Job a:
In the album review, which producer made the beat on "Chewing Gun"?

Selected text:
Britney Spears' "...Baby One More Time," was a shot heard 'round the world. The debut album by Norway's Annie [Lilia Berge Strand] will sadly not have that influential scope. But including several unequivocally lauded shots heard 'round the blog community, at least, Anniemal will have its own impact, possibly making Euro electro pop socially acceptable for indie kids.

Anniemal is more purring kitten than radio airplay predator; but its 12 tracks are coy. "Chewing Gun" introduces glib Annie over a clapping double-dutch beat by British producer Richard X. "Always Too Late" has a vibrant slither like Björk's "Human Behavior" contorted through UK garridge, while "Me Plus One" is a Human League-like Richard X cut. Closing the killer openers is the throbbing "My Heartbeat," produced with Tellé recording artists Röyksopp.

Exercise data:
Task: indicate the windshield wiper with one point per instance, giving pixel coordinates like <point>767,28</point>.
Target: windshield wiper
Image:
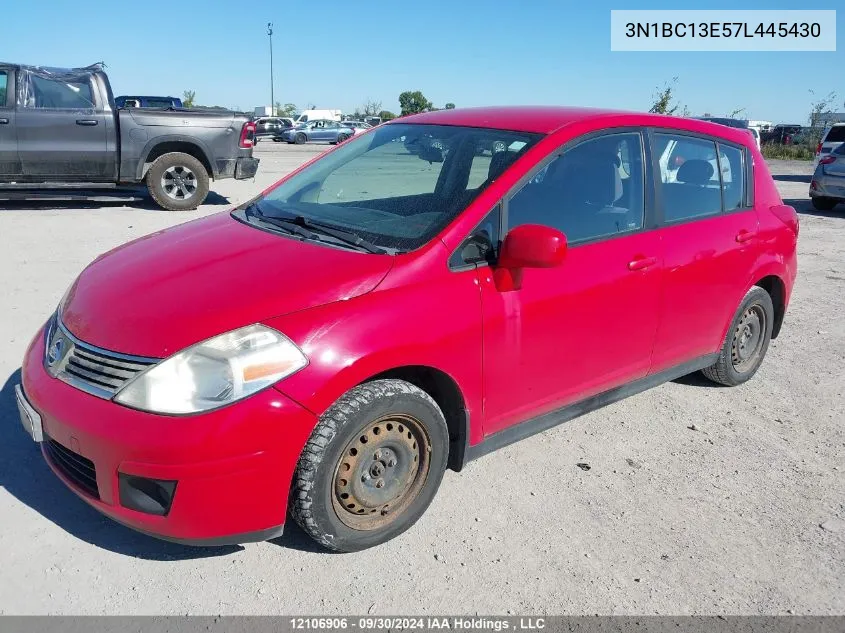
<point>347,237</point>
<point>285,225</point>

Job b:
How many lines of the listing contain the string "point"? Reply with the number alone.

Answer a:
The British producer Richard X.

Answer b:
3